Thursday, March 31, 2011

Scissortail Creative Writing Festival

Today I’m at the Scissortail Writing Festival in Ada. I’ve already heard great readings by Rilla Askew (reading the first chapter of a new novel in progress!), Jim Spurr, Alan Barecka (with whom I shared space in issue 16 of Ruminate last summer), and others. I read at 2:00 today. Then I can relax and enjoy the rest of the festival.

Sunday, March 27, 2011

Monday, March 14, 2011

Reading at the Depot

I had a lovely time reading at the historic Norman Depot yesterday in the Second Sunday Poetry series.  Thank you to Carl Sennhenn for the invitation.
It was a small but exceptionally warm and encouraging crowd (It was particularly nice to see John Morris, from Cameron University, whom I had the pleasure of hearing read at the Benedict St. Marketplace reading in Shawnee last year). I couldn’t imagine a better setting for my work, as the old depot is a material metaphor for the very point I am trying to make about the simultaneity of past and present in Elegy for Trains. I think the highpoint of the reading, however, may have been my recitation of Auden’s “As I Walked Out One Evening” over the noise of a passing locomotive. That time spent singing roadhouse blues in college was not wasted, as I had to project over the noise of the train.

▶ [Given information]
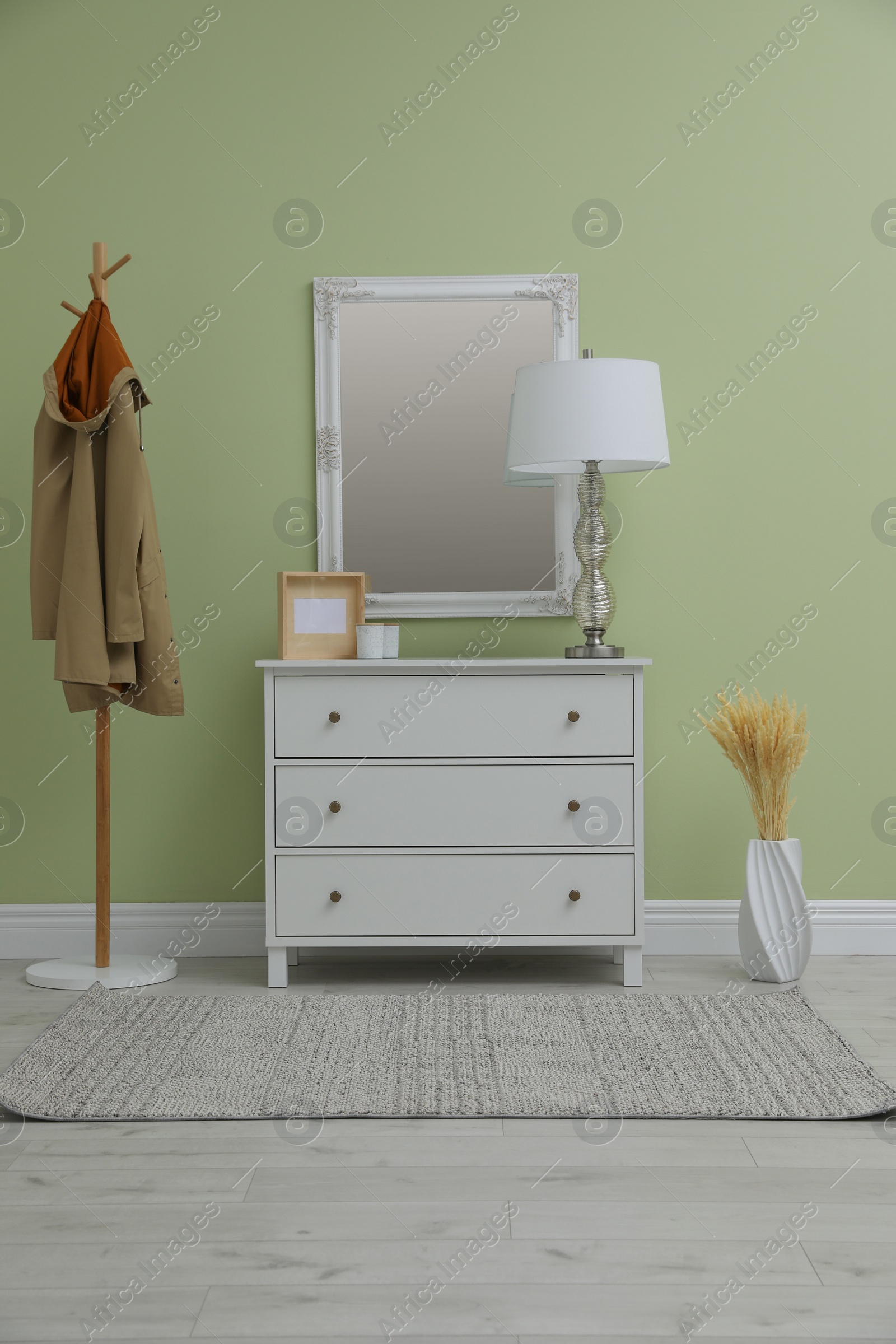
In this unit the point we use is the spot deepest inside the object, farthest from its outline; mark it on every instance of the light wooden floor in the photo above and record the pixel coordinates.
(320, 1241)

▶ [Your goal] Copy out word for word the part of the blog post starting with "Reading at the Depot" and going on through "of the train.". Work only from the blog post, not the listing.

▶ [Full solution]
Reading at the Depot

I had a lovely time reading at the historic Norman Depot yesterday in the Second Sunday Poetry series.  Thank you to Carl Sennhenn for the invitation.
It was a small but exceptionally warm and encouraging crowd (It was particularly nice to see John Morris, from Cameron University, whom I had the pleasure of hearing read at the Benedict St. Marketplace reading in Shawnee last year). I couldn’t imagine a better setting for my work, as the old depot is a material metaphor for the very point I am trying to make about the simultaneity of past and present in Elegy for Trains. I think the highpoint of the reading, however, may have been my recitation of Auden’s “As I Walked Out One Evening” over the noise of a passing locomotive. That time spent singing roadhouse blues in college was not wasted, as I had to project over the noise of the train.